Locate every line in the items below that contains the string "roof" and copy each of those lines. Case counts.
==========
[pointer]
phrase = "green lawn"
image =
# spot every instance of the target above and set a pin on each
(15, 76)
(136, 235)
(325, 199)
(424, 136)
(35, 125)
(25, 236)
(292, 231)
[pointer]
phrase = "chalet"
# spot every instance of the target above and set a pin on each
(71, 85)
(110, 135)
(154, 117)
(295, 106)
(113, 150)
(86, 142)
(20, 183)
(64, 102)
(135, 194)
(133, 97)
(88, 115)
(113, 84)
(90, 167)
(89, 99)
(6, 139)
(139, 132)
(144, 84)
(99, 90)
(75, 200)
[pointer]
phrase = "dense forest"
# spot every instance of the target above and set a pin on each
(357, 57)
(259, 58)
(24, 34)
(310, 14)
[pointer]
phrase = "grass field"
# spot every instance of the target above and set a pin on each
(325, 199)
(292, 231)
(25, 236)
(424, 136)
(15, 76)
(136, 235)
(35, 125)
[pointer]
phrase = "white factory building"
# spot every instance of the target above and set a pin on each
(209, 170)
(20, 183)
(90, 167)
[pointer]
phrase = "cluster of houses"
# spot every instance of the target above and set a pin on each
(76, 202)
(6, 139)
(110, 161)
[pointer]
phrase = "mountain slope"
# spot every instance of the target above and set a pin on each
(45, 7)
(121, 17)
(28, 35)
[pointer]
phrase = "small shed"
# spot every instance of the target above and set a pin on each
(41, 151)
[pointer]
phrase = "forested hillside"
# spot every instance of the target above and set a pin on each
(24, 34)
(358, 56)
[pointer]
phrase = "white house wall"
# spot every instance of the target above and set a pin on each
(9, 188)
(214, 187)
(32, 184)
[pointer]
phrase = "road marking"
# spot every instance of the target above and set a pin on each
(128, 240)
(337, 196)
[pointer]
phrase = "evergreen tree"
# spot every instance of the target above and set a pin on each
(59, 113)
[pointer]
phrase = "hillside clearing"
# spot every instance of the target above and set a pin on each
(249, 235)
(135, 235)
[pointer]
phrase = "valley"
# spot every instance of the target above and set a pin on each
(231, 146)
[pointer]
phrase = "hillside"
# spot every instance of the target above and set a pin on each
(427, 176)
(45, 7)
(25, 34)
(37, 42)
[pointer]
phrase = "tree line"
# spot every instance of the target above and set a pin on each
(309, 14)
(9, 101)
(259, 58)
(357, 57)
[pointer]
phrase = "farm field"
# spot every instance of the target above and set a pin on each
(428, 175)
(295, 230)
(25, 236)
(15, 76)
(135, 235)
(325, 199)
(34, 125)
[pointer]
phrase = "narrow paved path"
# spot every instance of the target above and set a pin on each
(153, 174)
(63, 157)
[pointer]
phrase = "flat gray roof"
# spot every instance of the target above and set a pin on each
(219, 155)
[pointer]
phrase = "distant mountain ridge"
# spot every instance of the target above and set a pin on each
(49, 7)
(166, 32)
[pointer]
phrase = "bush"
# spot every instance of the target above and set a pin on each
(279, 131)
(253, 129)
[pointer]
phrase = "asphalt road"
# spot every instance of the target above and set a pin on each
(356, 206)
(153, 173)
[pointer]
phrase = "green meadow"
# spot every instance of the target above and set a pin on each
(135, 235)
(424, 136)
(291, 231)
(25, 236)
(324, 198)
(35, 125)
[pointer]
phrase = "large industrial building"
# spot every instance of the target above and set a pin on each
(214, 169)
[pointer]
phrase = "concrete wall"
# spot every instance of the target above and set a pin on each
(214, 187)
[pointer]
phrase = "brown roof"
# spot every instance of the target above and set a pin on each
==========
→ RESPONSE TO THIS TASK:
phrase = "flat gray roof"
phrase = "brown roof"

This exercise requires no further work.